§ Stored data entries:

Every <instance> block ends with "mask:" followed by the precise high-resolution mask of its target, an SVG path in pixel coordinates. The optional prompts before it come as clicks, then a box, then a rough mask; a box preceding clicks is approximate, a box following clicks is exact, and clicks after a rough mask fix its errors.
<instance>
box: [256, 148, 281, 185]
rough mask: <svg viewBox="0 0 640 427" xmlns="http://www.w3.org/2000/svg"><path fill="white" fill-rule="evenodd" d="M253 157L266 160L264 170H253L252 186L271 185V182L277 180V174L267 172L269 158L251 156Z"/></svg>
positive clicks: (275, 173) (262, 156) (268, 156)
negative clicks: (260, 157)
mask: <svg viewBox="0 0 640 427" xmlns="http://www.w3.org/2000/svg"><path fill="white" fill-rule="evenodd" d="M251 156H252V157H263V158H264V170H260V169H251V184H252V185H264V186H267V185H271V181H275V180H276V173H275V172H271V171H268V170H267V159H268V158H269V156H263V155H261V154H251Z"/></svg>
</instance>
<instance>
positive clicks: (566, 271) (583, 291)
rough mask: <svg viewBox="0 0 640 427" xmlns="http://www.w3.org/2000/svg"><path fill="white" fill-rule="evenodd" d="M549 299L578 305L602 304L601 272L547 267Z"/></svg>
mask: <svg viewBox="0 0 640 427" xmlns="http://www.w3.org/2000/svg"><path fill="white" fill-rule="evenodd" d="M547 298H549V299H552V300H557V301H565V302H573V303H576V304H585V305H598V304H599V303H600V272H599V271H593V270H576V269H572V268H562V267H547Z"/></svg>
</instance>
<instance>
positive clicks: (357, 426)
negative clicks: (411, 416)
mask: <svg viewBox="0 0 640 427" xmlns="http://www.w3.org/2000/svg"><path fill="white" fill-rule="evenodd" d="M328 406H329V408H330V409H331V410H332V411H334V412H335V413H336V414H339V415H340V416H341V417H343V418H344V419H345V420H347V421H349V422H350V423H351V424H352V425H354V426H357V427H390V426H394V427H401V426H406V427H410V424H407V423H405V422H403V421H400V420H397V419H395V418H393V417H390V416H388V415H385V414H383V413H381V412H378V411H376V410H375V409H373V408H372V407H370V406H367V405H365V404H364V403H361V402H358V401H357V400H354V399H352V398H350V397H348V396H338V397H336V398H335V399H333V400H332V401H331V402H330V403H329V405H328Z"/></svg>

§ What you are asked to do: Whichever lines of the records above hold the word "positive" should all be copied out.

§ Answer section:
positive clicks: (275, 173) (262, 156) (268, 156)
positive clicks: (566, 271) (583, 291)
positive clicks: (357, 426)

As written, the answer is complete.